Return all the lines below exactly. Any picture among them is omitted.
· · ·
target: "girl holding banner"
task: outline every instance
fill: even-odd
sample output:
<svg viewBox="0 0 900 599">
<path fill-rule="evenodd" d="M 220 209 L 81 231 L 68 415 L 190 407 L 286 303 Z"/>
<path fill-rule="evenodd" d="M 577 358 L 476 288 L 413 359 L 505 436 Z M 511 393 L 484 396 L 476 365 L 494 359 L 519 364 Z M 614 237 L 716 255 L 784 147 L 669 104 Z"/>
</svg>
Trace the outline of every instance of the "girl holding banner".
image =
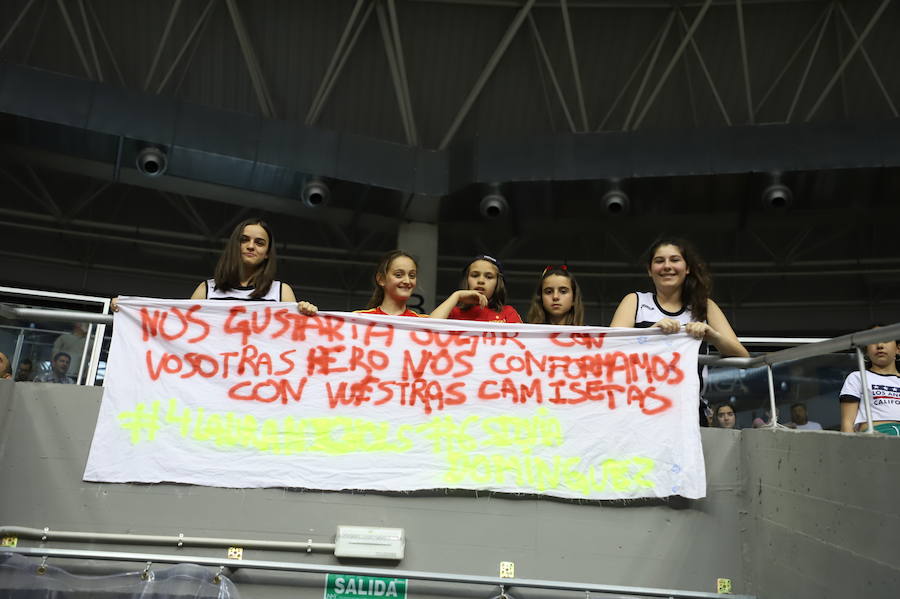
· · ·
YOUR SOLUTION ▸
target: "girl holding banner"
task: outline every instance
fill: even-odd
sample output:
<svg viewBox="0 0 900 599">
<path fill-rule="evenodd" d="M 220 209 L 81 231 L 68 415 L 190 407 L 286 303 Z"/>
<path fill-rule="evenodd" d="M 577 358 L 476 288 L 413 359 L 505 436 Z M 511 393 L 484 396 L 476 365 L 494 359 L 519 364 Z M 614 237 L 716 255 L 784 147 L 669 104 Z"/>
</svg>
Trace the outline of every instance of the "girl holding banner".
image =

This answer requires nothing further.